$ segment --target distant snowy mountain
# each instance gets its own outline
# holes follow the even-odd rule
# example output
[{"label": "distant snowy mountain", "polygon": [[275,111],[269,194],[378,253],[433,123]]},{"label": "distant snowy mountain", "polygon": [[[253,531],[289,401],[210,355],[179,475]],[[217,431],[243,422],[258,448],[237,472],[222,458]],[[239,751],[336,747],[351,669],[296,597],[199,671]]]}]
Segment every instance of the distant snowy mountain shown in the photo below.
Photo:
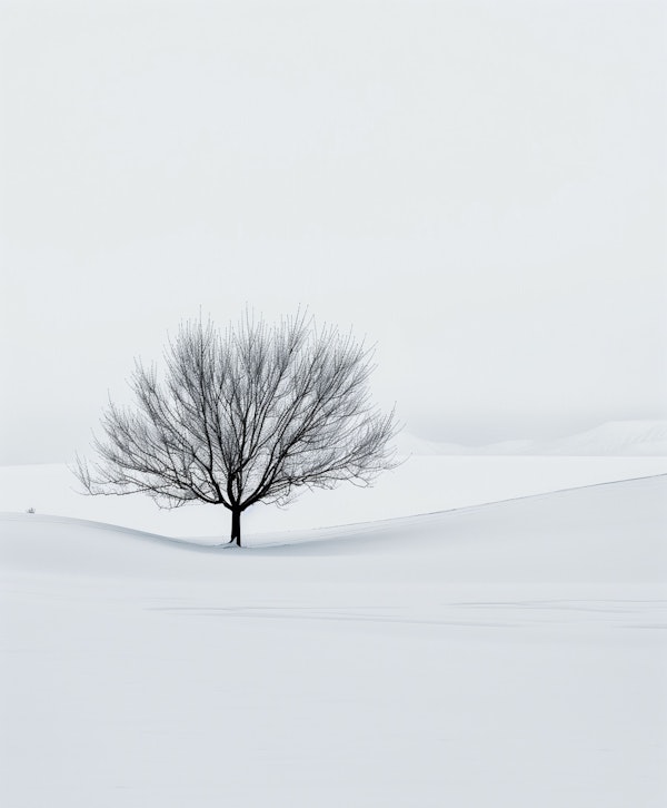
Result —
[{"label": "distant snowy mountain", "polygon": [[667,456],[667,421],[609,421],[551,441],[502,441],[486,446],[438,443],[402,433],[397,445],[401,454],[416,455]]}]

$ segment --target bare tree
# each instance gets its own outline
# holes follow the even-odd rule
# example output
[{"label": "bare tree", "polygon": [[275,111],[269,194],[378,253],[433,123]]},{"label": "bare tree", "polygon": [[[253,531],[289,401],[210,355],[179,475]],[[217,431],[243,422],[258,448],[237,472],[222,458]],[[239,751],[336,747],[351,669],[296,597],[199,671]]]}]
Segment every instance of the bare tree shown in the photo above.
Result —
[{"label": "bare tree", "polygon": [[285,505],[303,487],[370,484],[396,465],[394,412],[370,404],[371,351],[351,334],[318,329],[303,313],[267,326],[247,314],[220,333],[186,322],[156,365],[137,361],[132,408],[109,402],[99,460],[77,457],[90,494],[145,492],[161,508],[201,501],[241,513]]}]

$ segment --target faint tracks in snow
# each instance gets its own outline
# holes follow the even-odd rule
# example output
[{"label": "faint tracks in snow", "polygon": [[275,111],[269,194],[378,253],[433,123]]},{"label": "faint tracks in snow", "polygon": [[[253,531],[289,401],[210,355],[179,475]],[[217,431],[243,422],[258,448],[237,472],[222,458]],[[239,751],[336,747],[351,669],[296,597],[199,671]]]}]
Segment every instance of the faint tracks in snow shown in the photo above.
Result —
[{"label": "faint tracks in snow", "polygon": [[526,600],[428,604],[341,605],[150,605],[181,617],[301,620],[466,628],[597,627],[667,629],[667,601],[655,600]]}]

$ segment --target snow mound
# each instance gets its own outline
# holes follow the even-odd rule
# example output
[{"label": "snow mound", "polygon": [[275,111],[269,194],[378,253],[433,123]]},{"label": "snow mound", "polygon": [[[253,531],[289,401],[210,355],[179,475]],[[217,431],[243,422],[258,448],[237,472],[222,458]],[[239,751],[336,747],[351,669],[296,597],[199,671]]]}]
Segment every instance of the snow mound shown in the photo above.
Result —
[{"label": "snow mound", "polygon": [[[232,579],[239,564],[319,556],[317,574],[388,581],[661,581],[667,475],[405,519],[250,538],[252,552],[36,514],[0,516],[3,570]],[[428,558],[428,563],[424,560]],[[337,563],[332,563],[337,560]],[[341,566],[342,564],[342,566]],[[329,565],[329,568],[327,568]]]},{"label": "snow mound", "polygon": [[404,433],[397,437],[402,454],[416,455],[564,455],[667,456],[667,421],[609,421],[591,430],[552,441],[500,441],[485,446],[438,443]]}]

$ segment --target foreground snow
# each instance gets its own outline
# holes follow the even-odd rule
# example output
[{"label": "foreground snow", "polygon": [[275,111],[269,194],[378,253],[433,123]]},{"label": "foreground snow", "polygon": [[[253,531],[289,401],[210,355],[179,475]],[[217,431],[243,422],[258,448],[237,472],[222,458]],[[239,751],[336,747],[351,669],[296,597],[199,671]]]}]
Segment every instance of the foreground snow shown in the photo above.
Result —
[{"label": "foreground snow", "polygon": [[660,476],[241,551],[4,516],[0,802],[663,806],[665,502]]}]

* * *

Exercise directions
Return the line that contains "--target faint tracks in snow" along with every line after it through the end of the entries, exactly, adding nothing.

Exercise result
$ segment --target faint tracks in snow
# each instance gets its own outline
# holes follow the even-odd rule
# example output
[{"label": "faint tracks in snow", "polygon": [[275,111],[269,194],[378,253],[433,123]]},{"label": "faint tracks in snow", "polygon": [[[253,531],[289,401],[210,355],[179,475]],[[217,431],[243,422],[258,448],[237,472],[222,458]],[[239,751],[336,747],[351,669],[296,597],[199,671]]]}]
Segment every instance of the faint tracks in snow shown in the photo above.
Result —
[{"label": "faint tracks in snow", "polygon": [[526,600],[428,604],[341,605],[150,605],[181,617],[301,620],[466,628],[597,627],[667,629],[667,601],[655,600]]}]

$ segment --target snow mound
# each instance gets its own outline
# holes follow the even-odd rule
# example output
[{"label": "snow mound", "polygon": [[275,111],[269,194],[378,253],[433,123]]},{"label": "snow mound", "polygon": [[[253,531],[289,401],[210,355],[179,475]],[[217,431],[243,422],[258,448],[237,472],[222,458]],[[239,751],[336,747],[351,669],[296,597],[199,671]]]}]
Segment every instance of the snow mound shown in the photo above.
Result —
[{"label": "snow mound", "polygon": [[[232,579],[239,564],[319,556],[317,574],[388,581],[661,581],[667,475],[405,519],[250,538],[252,552],[36,514],[0,516],[3,570]],[[428,558],[428,563],[424,560]],[[337,563],[332,563],[337,560]],[[341,566],[342,564],[342,566]],[[329,565],[329,568],[327,568]]]},{"label": "snow mound", "polygon": [[404,433],[397,437],[402,454],[416,455],[564,455],[667,456],[667,421],[609,421],[591,430],[552,441],[500,441],[485,446],[438,443]]}]

$ segment --target foreground snow
# each instance gets its own outline
# holes follow the even-odd rule
# example output
[{"label": "foreground snow", "polygon": [[275,111],[269,194],[378,253],[433,123]]},{"label": "foreground snow", "polygon": [[[253,531],[289,401],[210,355],[179,475]],[[217,431],[243,422],[258,448],[237,472],[222,458]],[[239,751],[336,747],[351,669],[296,597],[199,671]]]}]
Segment every instance of the foreground snow shown in the photo above.
Result —
[{"label": "foreground snow", "polygon": [[660,476],[241,551],[4,516],[0,802],[663,806],[665,502]]}]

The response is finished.